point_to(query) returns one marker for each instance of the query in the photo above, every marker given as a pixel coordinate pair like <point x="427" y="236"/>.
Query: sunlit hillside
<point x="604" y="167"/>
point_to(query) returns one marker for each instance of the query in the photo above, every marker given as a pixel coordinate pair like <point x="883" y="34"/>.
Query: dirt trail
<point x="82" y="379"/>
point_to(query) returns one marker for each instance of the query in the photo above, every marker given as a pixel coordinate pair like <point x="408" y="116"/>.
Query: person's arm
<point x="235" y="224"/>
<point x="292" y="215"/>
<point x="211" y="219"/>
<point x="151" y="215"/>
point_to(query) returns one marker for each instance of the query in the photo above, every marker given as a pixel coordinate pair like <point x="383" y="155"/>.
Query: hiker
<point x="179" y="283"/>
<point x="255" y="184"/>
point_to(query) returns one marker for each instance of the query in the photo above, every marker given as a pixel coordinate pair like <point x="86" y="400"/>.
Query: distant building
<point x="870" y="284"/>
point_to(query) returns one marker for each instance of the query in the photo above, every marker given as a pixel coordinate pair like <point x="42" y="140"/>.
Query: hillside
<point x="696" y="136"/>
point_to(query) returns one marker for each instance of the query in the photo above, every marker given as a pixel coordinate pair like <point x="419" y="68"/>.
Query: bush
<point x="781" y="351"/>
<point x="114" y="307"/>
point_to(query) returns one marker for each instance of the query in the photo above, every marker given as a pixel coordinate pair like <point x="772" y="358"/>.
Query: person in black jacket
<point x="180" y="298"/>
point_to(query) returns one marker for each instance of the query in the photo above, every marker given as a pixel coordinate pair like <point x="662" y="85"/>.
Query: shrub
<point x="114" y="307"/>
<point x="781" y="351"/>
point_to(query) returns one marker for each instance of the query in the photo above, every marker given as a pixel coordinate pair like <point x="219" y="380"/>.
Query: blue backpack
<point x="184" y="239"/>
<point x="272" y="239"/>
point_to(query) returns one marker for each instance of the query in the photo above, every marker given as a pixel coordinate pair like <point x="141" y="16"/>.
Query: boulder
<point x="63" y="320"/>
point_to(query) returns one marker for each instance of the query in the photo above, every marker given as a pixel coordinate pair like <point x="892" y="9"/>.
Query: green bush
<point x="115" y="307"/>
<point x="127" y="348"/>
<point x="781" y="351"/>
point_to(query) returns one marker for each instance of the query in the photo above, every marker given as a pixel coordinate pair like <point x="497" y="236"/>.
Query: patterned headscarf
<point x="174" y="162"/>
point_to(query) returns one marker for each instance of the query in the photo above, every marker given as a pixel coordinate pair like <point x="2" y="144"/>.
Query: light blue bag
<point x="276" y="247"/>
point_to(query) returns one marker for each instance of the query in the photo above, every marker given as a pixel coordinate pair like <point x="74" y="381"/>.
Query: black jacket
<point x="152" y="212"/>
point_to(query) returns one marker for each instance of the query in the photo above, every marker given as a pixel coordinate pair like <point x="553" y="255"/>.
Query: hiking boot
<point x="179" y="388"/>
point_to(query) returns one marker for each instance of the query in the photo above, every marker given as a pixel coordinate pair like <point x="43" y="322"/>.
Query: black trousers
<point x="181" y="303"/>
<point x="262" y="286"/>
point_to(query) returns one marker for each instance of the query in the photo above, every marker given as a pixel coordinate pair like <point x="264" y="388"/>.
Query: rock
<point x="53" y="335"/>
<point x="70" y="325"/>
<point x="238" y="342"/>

——————

Reproduce the listing from the "Query: hiking boot" line onward, verbatim.

Query: hiking boot
<point x="179" y="388"/>
point_to(query) returns one marker for each instance of the query in the photo above, every marker given as a pixel coordinate pair like <point x="43" y="322"/>.
Query: black trousers
<point x="181" y="303"/>
<point x="262" y="286"/>
point_to(query) returns one marker for each instance of the query in the photo above, every marker given as a pixel coordinate pair like <point x="264" y="388"/>.
Query: rock
<point x="53" y="335"/>
<point x="70" y="325"/>
<point x="238" y="342"/>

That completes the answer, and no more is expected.